-- begin Reading passage --

So is the effective security routine not more than a fairy tale for the small players, and only international enterprises can afford it? No, cybersecurity isn’t a luxury but a necessity, so it should be accessible to all. And there is a way to achieve it.

Boring Stats Part

No, we don’t want to scare you. We just want to toss some facts your way.

  • An average of 10,000 daily brute force attacks were identified in a data pool of 136 million SaaS security events leveraged by 2,100 SMBs. Primary threat actors: China and Russia.
  • This research found that 43% of all the analyzed cyber attacks were targeted at small businesses, while only 14% of them were able to identify and mitigate the threats.
  • 91% of SMBs were aware of risks and inability to cover financial losses after a cyber attack, yet still didn’t purchase cyber liability insurance.
  • Having analyzed the past two years, researchers encountered that the rate of attacks against SMBs increased by 150%.

What’s more, adversaries create and share malware strains in what’s called Ransomware-as-a-Service (RaaS). Now, a bad guy doesn’t have to be good at coding himself; he can simply buy such a “service” and hijack anyone’s digital infrastructure. In turn, “ransomware service providers” sometimes end up having full-fledged offices, regular updates, and call centers, i.e., everything to ensure a smooth cybercrime experience for their clients.

So who do you think an angry wolf will eat first — a big and dangerous bear or a tiny fluffy sheep?

The crime economy is quite straightforward. It’s a simple retail versus wholesale concept. You can have many sources of smaller income (attacking SMBs) or one big source, which is harder and more expensive to get.

Naturally, crowds of smaller wolves of a dark cyber market choose to attack millions of SMBs in bulk. They know that such victims are less likely to pay for data recovery to digital forensics specialists or waste time filing lawsuits. Their business operation is crucial for survival, so small businesses are also more likely to pay ransoms.

The good news is that cybersecurity for SMBs doesn’t necessarily cost a king’s ransom (forgive us the pun). Let’s find out how you can establish efficient security controls without spending a fortune.

Cybersecurity for SMB: Getting Started

A small cybersecurity team should nevertheless encompass the whole scale of the cybersecurity process. Even if it consists of two people, let them be a blue and a red teamer. No matter how many employees you have, it is important to have visibility of the whole network while also maintaining the visibility of threats and having proper mitigation playbooks in place.

Try optimizing your cybersecurity team with these four simple yet effective steps.

Step 1. Shaping a Cybersecurity Strategy

Before formulating any risk mitigation strategy and tactics, review your business context:

  • How many digital assets do you have?
  • What is your architectural infrastructure?
  • What policies are compulsory for implementation (e.g., GDPR, PCI DSS, NIST)

Remember that the more isn’t always better. Buying as many security tools as you can might not do the trick. You have to clearly understand why you need every solution, what its value is for your company, and remember to double-check if your team knows how to use the tool properly. Being smart about the organization of your security operations will help you cover all the required threat detection and response stages without spending all the money in the world.

Step 2. Get Your Hands Dirty With Tech Stuff

There are a few main steps of SecOps that SMB cybersecurity has to cover:

  • Vulnerability assessment
  • Log collection, retention, and parsing
  • Threat detection
  • Threat analysis
  • Threat response/mitigation

Is it possible to do all the above without investing $3.5 million into SIEM? Yes, and here is a suggestion.

-- end Reading passage --

What needs to be done: Write the next part of the article above on cybersecurity for small and midsize businesses, starting after its final sentence.

-- begin Supplied data --

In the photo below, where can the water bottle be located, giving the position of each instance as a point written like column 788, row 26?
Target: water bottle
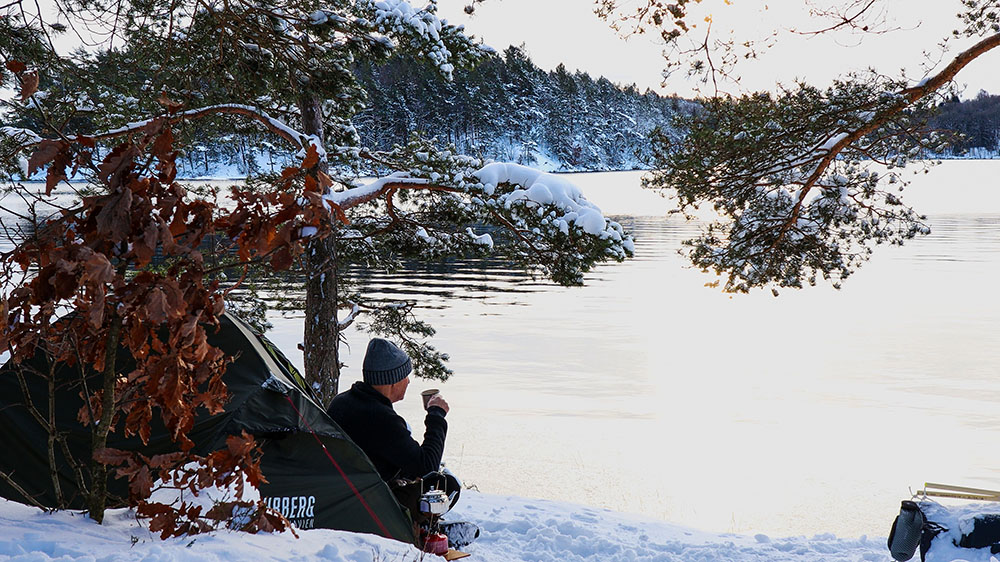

-- end Supplied data --

The response:
Example:

  1. Manage logs with the free, open-source tools (Splunk Free, Elastic Search + ELK Stack, Snort, Apache Metron)
  2. Detect threats, analyze, and raise alerts via collaborative cyber defense (GitHub, SOC Prime’s Detection-as-Code Platform)
  3. Respond and remediate (check free services and tools gathered by CISA, install patches as soon as they come out for every software/OS.)

Never forget that threat detection is crucial to keeping your network healthy. Did you know ​​that it takes an average of 212 days to identify a breach and 75 days to contain it? It’s a crazy number. That’s why you should write detection rules for all the relevant threats. If you don’t have such a capacity, you can use the open-sourced rules (usually, it takes time until someone shares them, and the quality is always a question, plus, will it work for your architecture?) To solve this issue, you can try our free community access or the on-demand subscription to access any rule right after publishing.

Step 3. Improve Continuously

A useful thing to remember is that you can’t put security processes on hold. They must function non-stop: from physical security in the office to hunting for new vulnerabilities. Threat actors are continuously looking for new ways to infiltrate SMBs and even compete with each other for their ransom share. That’s why it’s necessary to withstand this constant pressure and, ideally, stay a few steps ahead.

How can you implement the CI/CD pipeline in small business cybersecurity?

Step 4. Automate

Throughout this article, we’ve been concentrating on resource optimization. And as it is the 21 century out there, there is no excuse to ignore automation. I just love the explicit title of the Forbes piece on the subject: Cybersecurity Without Automation And Intelligence In Today’s Digital World Is Like “Bringing A Knife To A Gunfight.”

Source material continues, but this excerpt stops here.